• [Required work]:
**A.** Answer these questions using the baseball excerpt.
(i) How many relievers per game did major league teams use in 1970?
(ii) How many unrestricted pitching changes per game would each team get under the proposed rule?
(iii) What two things make college baseball substantially different from pro baseball?
**B.** Quote the baseball excerpt word for word, starting at "A: Many, actually." and ending at "change per game.".

• [Excerpt]:
-- Opening Marker --

In addition to that, college baseball is substantially different from pro baseball, because of the non-wooden bats and because of the scheduling of games. So … you have to pretty much let the scouts do that.
Q: Are there any baseball rules either in the game itself or for the leagues that you think ought to be changed, removed, or added to increase the entertainment value of the sport?
A: Many, actually. My pet project is a rule to limit pitching changes in the late innings. My rule, specifically, would be this:
1) Each team is entitled to one unrestricted pitching change per game.
2) With the exception of that one unrestricted change, no pitcher may be removed from the game in mid-inning unless he has been charged with allowing a run in that inning. With an exception for injuries, of course.
When you propose a rules change like that, people say, “Oh, you’re changing the way the game has always been.” That’s nonsense. In 1970 major league teams used 1.75 relievers per game. In 1990 they used 2.02 relievers per game, and in 2007 they used 2.97 per game — and the rate of increase in this area is still accelerating.
I’m not trying to change the game with this rule; I’m trying to stop a change in the game that is running amok. There are actually many rule changes like that which I would favor — rules designed to control changes in the game that are occurring, uncontrolled, at a breakneck pace.

-- Closing Marker --

• [Given entries]:
-- Opening Marker --

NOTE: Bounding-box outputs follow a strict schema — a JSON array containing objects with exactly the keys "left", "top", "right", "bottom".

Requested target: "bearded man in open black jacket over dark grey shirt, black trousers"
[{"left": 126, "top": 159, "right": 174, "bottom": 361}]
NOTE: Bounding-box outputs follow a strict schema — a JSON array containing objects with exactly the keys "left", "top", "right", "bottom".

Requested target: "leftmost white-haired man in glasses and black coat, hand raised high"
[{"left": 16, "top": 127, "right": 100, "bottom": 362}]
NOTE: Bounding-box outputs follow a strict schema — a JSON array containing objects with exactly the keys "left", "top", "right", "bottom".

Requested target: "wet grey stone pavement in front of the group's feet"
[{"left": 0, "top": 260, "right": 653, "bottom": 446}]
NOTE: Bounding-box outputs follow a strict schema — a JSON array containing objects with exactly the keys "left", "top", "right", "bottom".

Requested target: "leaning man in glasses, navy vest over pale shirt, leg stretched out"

-- Closing Marker --

• [Results for the exercise]:
**A.**
(i) 1.75 relievers per game.
(ii) One.
(iii) The non-wooden bats and the scheduling of games.

**B.**
A: Many, actually. My pet project is a rule to limit pitching changes in the late innings. My rule, specifically, would be this:
1) Each team is entitled to one unrestricted pitching change per game.